Items listed in a dataset
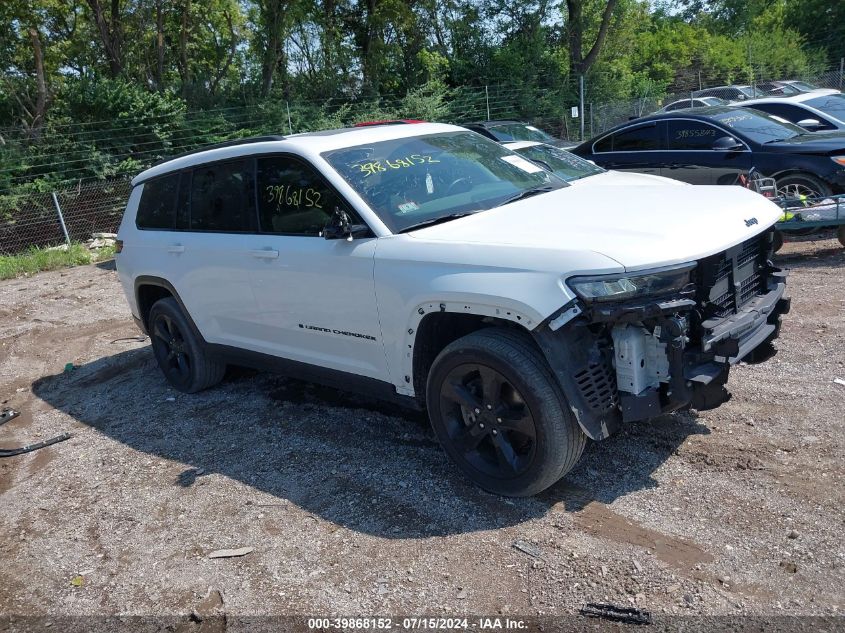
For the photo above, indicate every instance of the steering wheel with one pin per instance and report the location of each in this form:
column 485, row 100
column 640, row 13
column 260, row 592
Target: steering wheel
column 463, row 180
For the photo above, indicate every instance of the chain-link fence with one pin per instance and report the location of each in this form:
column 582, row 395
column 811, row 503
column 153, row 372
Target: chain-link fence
column 50, row 219
column 36, row 219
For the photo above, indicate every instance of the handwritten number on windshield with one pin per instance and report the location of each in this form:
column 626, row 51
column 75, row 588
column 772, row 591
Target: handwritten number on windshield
column 376, row 166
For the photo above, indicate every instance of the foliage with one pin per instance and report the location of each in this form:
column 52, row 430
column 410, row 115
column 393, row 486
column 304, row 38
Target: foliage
column 93, row 89
column 39, row 259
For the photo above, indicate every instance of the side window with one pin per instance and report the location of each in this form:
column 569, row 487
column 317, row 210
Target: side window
column 636, row 139
column 157, row 207
column 692, row 135
column 293, row 198
column 792, row 113
column 604, row 145
column 222, row 197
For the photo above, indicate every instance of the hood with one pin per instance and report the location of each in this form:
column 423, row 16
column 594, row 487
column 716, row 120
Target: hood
column 625, row 178
column 811, row 143
column 638, row 226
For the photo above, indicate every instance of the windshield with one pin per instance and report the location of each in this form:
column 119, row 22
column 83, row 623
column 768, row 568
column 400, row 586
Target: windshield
column 520, row 132
column 560, row 162
column 757, row 126
column 833, row 105
column 423, row 179
column 748, row 91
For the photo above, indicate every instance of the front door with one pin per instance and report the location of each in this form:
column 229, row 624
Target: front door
column 690, row 156
column 636, row 148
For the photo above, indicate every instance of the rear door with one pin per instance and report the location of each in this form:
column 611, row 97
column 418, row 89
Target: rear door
column 316, row 296
column 691, row 157
column 209, row 255
column 637, row 148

▶ **THE PROBLEM**:
Please restate each entry exactly, but drop any picture it holds.

▶ **EXERCISE RESPONSE**:
For the photo above, indicate every instance of the steering wheel with one pin per instance and report the location of each in this form:
column 485, row 100
column 640, row 13
column 260, row 592
Target: steering wheel
column 463, row 180
For the photo above, indicate every instance of the chain-link fence with one pin per instance and report the location of each in this form:
column 582, row 395
column 811, row 503
column 153, row 372
Target: chain-link fence
column 50, row 219
column 36, row 219
For the photo above, indicate every instance of the handwritten number on windshield with one pin per instance and report the location of each in this form:
column 626, row 51
column 75, row 588
column 772, row 591
Target: handwritten number on windshield
column 376, row 166
For the photo above, indicate every instance of the foliage with one pin per instance and report the location of each in this form:
column 52, row 430
column 410, row 115
column 393, row 486
column 304, row 38
Target: foliage
column 93, row 89
column 39, row 259
For the photo above, indicate every instance of the side window with one pin per instance and report the location of each in this form:
column 569, row 487
column 317, row 210
Target: side window
column 636, row 139
column 157, row 207
column 692, row 135
column 293, row 198
column 792, row 113
column 604, row 145
column 222, row 197
For the photo above, indicate every instance of the hood with one pin per instance and report the location of each in this form:
column 423, row 16
column 594, row 487
column 716, row 120
Target: hood
column 625, row 178
column 811, row 143
column 638, row 226
For the photo above, indicate every instance of the windshield with one pin per instance and report the location of each in this form:
column 119, row 22
column 83, row 623
column 768, row 568
column 400, row 586
Target: windshield
column 520, row 132
column 560, row 162
column 757, row 126
column 833, row 105
column 423, row 179
column 748, row 91
For the photo above, indicate every instance of the front door with one pin per instance and report the location of each in this form:
column 229, row 624
Target: front door
column 690, row 156
column 636, row 148
For the photo above, indicate every instance of the rear door with one pin per instance and report the location of each in this form:
column 611, row 97
column 418, row 89
Target: rear door
column 316, row 296
column 691, row 157
column 209, row 255
column 637, row 148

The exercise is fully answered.